=== Excerpt to read ===
--- START ---
And so we're gonna collect the commitments then report on what is actually done every year. And I figure if we do this at the opening of the UN every year for 10 years - we're having somewhere between 40 and 45 heads of state coming to participate - after 10 years we will really make the world a better place if we do this. And I'm trying to keep the participation down because I want people to feel like they got time to interact, so I wanted somewhere between 500 and 1,000 people to come and we're at about 850 now.

I think we can really make a difference so one of the things that I try to do is to get people to do things.

I always kept score in politics, like that. If you read most political writing all over the world about who said what, who's mad at whom, who's in, who's out, who's up, who's down - the impact of what politicians do on the lives of ordinary people is often completely lost. But I really believe that's the only way to keep score.

What matters if you're in office when you finish - (is) two things. From a historical point of view, did you move things in the right direction, one? Two, are people better off when you stopped than when you started? And so I figure if we can do this for the 10 years, people will be a lot better off when we stop than when we started.

What are one or two things that the current President Bush is doing that you agree with?

I'll tell you one thing that might surprise you. I agree - not with all the details - in general -- I agree with his effort to involve religious organizations more in solving social problems because I think a lot of America's social pathology among the poor stems from isolation and disorganisation of their lives. They're too physically isolated, the desperately poor in America.

I tried when I was president, for example, to relocate a lotta people on public assistance in more mixed-income neighbourhoods so that we can not only move them into independence but put them into a culture of success. And I think involving religious organizations in that work, as long as it's not done for political purposes or for specifically religious purposes - that is to propagate a particular religious point of view -- is a legitimate thing for the government to be involved in. So I support that.
--- END ---
=== Source data ===
--- START ---
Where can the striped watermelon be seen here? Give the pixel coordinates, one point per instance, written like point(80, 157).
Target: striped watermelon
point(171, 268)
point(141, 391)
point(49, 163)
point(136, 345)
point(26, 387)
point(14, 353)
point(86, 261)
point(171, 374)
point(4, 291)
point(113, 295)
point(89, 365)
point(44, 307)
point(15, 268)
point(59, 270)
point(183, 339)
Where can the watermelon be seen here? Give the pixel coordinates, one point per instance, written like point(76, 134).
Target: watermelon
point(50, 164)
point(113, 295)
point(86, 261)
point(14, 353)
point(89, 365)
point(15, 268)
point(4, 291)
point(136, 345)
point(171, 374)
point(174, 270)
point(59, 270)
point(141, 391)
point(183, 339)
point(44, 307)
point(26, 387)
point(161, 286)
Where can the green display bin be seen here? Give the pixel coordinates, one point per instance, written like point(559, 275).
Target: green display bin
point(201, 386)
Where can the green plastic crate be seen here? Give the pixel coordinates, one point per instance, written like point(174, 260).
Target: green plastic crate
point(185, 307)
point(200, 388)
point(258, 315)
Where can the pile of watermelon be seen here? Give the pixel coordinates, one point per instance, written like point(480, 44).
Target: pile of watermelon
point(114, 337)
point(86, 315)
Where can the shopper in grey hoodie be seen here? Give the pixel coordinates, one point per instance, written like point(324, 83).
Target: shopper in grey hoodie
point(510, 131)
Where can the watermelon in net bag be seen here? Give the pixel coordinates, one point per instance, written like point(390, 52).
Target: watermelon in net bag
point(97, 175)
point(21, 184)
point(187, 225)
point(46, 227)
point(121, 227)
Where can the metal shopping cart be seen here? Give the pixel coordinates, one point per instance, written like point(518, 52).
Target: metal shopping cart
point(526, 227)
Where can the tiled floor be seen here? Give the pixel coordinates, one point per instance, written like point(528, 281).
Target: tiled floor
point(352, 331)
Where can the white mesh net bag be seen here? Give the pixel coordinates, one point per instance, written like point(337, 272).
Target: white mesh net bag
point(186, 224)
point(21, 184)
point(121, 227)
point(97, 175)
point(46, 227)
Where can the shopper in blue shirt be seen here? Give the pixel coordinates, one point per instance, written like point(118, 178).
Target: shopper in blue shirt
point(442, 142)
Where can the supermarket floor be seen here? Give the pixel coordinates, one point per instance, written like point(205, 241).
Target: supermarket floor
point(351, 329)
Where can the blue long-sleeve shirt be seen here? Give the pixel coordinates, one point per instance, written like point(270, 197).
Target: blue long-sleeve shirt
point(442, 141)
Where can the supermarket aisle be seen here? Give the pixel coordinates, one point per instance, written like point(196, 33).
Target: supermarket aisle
--- END ---
=== Check your understanding ===
1. In the interview transcript, roughly how many people does the speaker say are currently set to attend the gathering held at the opening of the UN?
2. Write the next few sentences of the interview transcript, continuing in the speaker's voice from its final sentence.

=== Answers by item ===
1. About 850 people.

2.
Another thing he's done that I support strongly is to stay with the Columbian government in its struggle to defeat the narco (narcotics) traffickers and their guerrilla supporters. We started a programme - and a lot of people don't know this, maybe, in Asia but… the biggest terror problem in my part of the world is in Columbia. Here one third of the land in the oldest democracy in Latin America is in the hands of the narco traffickers and their guerrilla supporters. And these guerrillas had a political agenda, once. Right now they're just on the take for the drug lords. They protect them and they get, depending on the varying price of cocaine, somewhere between $500 million and a billion dollars a year to do it…

So the previous President of Columbia, (Andres) Pastrana risked his life with a peace initiative, which I supported, and they stiffed him 'cause they were making too much money. So then he took a tough line and we enacted something called Plan Columbia in the United States Congress, totally bi-partisan, and we basically helped the Columbians to improve their police and military services, their courts system, and offer the coca farmers, who were basically innocent peasants caught up in all of this, a way to make a living in a more legitimate way. And we got tougher.

Then when the new President (Alvaro) Uribe (Velez) came in, and President Bush came in, they continued the policy and even broadened the use of American funds. And today, coca production is down a third, opium production is down two-thirds and 13,000 of the guerrillas and the paramilitary forces in Columbia have laid down their arms and rejoined civil society. It's been a stunning success, even though there are still many problems. And I'm very grateful to George Bush for continuing this, for doing this.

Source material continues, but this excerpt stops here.